━━━━━ Teks yang Ditampilkan ━━━━━

Setelah kematian mendadak kakak perempuan dan suaminya, seorang arsitek muda yang berjuang tiba-tiba menjadi “orang tua tunggal” bagi keponakan-keponakannya. Ketika kesempatan untuk kehidupan yang lebih baik datang, ia harus memilih antara kehidupan cintanya, kariernya, atau keluarganya.
Sinopsis Film 1 Kakak 7 Ponakan (2025)
1 Kakak 7 Ponakan adalah film drama keluarga Indonesia yang dirilis pada tahun 2025, disutradarai oleh Yandy Laurens dan diproduksi oleh Lachman G. Samtani, Suryana Paramita, Manoj K. Samtani, serta Deepak G. Samtani. Cerita ini diadaptasi dari sinetron populer tahun 1996 dengan judul yang sama. Film ini menghadirkan deretan aktor dan aktris ternama seperti Chicco Kurniawan, Amanda Rawles, Ringgo Agus Rahman, Niken Anjani, Kiki Narendra, Maudy Koesnaedi, Freya JKT48, Fatih Unru, Ahmad Nadif, hingga Kawai Labiba. Mengangkat isu sandwich generation, film ini menyoroti tragedi keluarga yang mengubah jalan hidup seorang mahasiswa arsitektur menjelang kelulusannya.
Film ini pertama kali diputar di Jogja-NETPAC Asian Film Festival pada 7 Desember 2024, lalu resmi rilis di bioskop Indonesia pada 23 Januari 2025, dan akhirnya tayang di Netflix mulai 10 Juli 2025. Sejak pemutarannya, film ini berhasil meraih lebih dari 1,2 juta penonton, menjadikannya salah satu film Indonesia terlaris di tahun tersebut.

━━━━━ Data Hasil Ekstraksi ━━━━━

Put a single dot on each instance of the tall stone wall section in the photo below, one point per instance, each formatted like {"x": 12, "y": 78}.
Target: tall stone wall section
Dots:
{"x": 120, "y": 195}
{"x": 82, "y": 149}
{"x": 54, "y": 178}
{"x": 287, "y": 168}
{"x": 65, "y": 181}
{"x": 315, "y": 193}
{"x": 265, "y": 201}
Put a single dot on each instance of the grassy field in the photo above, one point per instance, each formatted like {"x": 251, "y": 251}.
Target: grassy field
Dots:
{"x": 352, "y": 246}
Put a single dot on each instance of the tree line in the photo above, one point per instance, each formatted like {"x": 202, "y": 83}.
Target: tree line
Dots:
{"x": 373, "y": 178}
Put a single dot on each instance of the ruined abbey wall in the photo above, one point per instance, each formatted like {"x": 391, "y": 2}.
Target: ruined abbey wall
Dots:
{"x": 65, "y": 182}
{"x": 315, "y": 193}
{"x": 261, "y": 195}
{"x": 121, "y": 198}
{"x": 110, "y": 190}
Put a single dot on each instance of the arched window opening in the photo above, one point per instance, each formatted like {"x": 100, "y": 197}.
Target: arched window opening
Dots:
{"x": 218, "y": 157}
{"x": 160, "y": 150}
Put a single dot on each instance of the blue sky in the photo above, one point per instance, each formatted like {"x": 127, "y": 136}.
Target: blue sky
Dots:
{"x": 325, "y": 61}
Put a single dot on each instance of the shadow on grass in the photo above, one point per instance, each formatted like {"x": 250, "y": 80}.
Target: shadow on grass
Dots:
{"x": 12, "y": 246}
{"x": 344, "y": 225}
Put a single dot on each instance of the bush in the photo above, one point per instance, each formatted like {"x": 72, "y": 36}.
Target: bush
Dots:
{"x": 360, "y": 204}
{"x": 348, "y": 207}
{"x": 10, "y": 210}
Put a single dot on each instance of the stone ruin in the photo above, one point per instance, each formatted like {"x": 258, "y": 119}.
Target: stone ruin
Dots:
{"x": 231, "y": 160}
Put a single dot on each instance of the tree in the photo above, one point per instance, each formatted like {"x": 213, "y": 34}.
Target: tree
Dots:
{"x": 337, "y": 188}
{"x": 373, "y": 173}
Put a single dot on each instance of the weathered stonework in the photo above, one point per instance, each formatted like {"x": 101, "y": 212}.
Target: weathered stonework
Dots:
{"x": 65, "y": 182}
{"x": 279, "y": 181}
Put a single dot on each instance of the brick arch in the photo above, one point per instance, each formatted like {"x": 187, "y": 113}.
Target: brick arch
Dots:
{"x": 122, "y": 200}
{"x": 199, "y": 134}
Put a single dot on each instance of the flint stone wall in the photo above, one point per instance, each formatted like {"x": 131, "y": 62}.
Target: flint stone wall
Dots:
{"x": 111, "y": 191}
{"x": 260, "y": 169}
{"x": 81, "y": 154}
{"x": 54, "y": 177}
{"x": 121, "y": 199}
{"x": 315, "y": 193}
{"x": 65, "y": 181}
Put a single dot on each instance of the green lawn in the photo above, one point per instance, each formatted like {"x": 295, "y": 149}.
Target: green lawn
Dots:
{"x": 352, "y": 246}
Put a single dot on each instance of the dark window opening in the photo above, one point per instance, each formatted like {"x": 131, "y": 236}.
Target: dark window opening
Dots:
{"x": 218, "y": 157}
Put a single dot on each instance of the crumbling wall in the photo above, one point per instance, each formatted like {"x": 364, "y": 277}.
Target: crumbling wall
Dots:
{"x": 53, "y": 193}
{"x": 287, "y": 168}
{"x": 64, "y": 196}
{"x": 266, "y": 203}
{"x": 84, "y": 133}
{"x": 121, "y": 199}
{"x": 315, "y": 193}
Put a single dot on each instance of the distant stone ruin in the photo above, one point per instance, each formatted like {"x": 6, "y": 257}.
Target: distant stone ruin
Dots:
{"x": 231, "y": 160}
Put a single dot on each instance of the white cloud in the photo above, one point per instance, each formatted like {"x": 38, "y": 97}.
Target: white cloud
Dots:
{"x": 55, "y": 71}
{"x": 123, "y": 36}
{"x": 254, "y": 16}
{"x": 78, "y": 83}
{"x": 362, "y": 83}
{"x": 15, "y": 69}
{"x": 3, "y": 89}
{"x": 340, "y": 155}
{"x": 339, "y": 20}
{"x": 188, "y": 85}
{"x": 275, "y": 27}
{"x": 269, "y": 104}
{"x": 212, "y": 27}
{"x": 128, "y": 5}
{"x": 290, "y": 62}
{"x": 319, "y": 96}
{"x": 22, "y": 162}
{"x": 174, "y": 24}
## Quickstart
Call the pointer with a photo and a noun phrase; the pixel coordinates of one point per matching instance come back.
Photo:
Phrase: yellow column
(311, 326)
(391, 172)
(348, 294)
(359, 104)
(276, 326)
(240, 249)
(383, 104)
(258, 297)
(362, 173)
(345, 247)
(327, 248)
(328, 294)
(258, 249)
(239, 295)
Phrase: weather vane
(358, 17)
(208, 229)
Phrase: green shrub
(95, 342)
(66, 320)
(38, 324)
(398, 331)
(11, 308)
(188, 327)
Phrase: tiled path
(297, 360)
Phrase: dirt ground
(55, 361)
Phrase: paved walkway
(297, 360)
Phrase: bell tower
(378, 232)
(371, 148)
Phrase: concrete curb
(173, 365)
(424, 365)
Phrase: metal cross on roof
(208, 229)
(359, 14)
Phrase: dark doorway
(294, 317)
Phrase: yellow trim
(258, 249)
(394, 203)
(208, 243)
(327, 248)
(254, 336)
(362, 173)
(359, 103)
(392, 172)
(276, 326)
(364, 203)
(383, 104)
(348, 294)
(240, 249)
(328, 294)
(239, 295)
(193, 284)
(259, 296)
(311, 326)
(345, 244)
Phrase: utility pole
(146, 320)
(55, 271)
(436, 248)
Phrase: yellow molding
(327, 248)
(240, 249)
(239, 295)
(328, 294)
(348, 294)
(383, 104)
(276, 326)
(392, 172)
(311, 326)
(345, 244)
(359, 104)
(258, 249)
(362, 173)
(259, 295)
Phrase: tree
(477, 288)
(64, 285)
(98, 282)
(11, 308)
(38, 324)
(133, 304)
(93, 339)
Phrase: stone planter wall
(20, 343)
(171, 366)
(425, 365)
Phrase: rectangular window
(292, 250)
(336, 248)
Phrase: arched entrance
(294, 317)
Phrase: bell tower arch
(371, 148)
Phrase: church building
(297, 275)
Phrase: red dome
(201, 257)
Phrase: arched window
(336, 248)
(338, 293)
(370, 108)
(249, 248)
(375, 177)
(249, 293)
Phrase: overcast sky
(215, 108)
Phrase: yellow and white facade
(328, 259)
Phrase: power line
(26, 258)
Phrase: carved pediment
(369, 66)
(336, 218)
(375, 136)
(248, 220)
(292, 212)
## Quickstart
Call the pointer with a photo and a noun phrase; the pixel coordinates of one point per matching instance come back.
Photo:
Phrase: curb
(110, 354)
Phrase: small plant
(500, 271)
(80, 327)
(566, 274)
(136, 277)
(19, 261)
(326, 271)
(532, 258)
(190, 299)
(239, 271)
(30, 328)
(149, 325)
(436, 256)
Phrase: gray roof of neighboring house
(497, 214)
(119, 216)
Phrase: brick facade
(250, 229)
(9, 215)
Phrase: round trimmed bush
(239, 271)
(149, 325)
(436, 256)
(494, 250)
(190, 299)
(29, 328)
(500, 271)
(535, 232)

━━━━━

### Petunjuk Pengerjaan
Jawablah pertanyaan berikut berdasarkan sinopsis film 1 Kakak 7 Ponakan di atas.
1. Ketika kesempatan untuk kehidupan yang lebih baik datang, di antara hal apa saja tokoh utama harus memilih?
2. Siapa sutradara film tersebut?
3. Mulai tanggal berapa film ini tayang di Netflix?

### Jawaban Latihan
1. Di antara kehidupan cintanya, kariernya, atau keluarganya.
2. Yandy Laurens.
3. 10 Juli 2025.